Thankfully for everyone’s sake there are regulations for this, but the point stands – consumers, both personal and business alike, want to take advantage of the benefits that credit cards provide. This includes the ease of using digital wallets like Apple Pay and Google Pay.

Before we start looking at the strategies for managing credit card payments, here’s the top level overview.

Key takeaways

  • If your competitors accept credit card payments but you don’t, then they have a competitive advantage over you.
  • Credit and debit cards dominate the United States payment landscape, preferred for their security, convenience, and rewards.
  • Late payments on invoices can significantly impact your cash flow – an issue service providers must consider.
  • Managing credit card fees effectively is key, with options ranging from absorbing fees to implementing surcharges.
  • Service providers need to balance fee management strategies with maintaining positive client relationships and perceptions.

WRITTEN PROBLEM
Repeat the passage on credit card payments starting at "Before we start" and ending at "providers must consider.", but swap "competitors" for "rivals". Rely only on the passage on credit card payments.

[Stored data]

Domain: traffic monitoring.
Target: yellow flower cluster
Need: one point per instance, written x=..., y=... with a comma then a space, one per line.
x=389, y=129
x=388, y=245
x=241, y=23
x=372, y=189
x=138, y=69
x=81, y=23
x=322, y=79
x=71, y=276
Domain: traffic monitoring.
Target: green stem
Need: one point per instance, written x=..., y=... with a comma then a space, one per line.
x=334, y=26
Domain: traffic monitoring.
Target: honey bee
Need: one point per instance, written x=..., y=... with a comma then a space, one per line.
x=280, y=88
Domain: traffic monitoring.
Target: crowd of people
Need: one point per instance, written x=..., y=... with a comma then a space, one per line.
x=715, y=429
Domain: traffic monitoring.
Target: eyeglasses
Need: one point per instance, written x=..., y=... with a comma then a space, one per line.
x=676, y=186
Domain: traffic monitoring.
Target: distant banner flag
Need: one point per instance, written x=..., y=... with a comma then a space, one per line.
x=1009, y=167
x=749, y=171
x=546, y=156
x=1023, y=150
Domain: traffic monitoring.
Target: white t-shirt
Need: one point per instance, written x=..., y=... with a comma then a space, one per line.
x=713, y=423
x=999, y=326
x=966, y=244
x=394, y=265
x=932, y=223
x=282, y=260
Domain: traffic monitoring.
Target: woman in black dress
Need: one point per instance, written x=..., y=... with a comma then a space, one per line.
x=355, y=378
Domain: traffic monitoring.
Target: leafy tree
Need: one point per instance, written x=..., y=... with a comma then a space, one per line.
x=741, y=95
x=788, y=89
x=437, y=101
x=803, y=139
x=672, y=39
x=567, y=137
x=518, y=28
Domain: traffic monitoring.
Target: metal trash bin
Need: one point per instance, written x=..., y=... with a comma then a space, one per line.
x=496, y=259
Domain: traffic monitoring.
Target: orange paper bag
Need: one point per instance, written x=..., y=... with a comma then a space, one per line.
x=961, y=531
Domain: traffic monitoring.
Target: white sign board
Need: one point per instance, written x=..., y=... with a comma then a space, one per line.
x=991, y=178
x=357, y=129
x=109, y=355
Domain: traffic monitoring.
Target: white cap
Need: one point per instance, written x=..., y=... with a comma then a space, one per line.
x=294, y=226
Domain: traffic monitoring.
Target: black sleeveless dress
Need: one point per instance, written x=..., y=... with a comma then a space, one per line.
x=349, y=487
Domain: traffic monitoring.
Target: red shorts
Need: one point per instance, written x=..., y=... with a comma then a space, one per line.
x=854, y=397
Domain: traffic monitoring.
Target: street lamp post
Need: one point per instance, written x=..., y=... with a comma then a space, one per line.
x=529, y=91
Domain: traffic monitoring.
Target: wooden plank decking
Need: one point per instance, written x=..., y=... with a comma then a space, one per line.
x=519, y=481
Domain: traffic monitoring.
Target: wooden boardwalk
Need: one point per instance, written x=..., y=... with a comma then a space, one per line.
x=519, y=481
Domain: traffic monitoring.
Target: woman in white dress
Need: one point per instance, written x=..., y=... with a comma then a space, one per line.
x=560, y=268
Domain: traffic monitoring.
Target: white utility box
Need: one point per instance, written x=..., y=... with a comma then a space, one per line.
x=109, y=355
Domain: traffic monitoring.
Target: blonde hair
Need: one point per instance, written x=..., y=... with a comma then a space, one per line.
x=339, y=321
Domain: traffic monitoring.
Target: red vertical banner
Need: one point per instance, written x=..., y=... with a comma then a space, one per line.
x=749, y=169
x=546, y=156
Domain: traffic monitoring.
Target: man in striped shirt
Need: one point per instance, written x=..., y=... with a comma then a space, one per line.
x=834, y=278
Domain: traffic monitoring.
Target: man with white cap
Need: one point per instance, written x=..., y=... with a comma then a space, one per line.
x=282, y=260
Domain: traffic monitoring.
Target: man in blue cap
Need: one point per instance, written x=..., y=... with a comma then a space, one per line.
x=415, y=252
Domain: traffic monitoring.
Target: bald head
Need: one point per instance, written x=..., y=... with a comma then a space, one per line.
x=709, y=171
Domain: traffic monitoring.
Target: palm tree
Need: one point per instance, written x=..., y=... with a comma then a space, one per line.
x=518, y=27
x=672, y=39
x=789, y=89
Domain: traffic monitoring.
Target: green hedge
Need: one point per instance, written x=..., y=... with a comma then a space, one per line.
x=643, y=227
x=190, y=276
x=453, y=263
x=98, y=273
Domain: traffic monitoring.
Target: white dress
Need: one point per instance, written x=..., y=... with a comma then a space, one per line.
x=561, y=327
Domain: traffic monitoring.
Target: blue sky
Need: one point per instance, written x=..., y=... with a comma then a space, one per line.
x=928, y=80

SOLUTION TO THIS EXERCISE
Before we start looking at the strategies for managing credit card payments, here’s the top level overview.

Key takeaways

  • If your rivals accept credit card payments but you don’t, then they have a competitive advantage over you.
  • Credit and debit cards dominate the United States payment landscape, preferred for their security, convenience, and rewards.
  • Late payments on invoices can significantly impact your cash flow – an issue service providers must consider.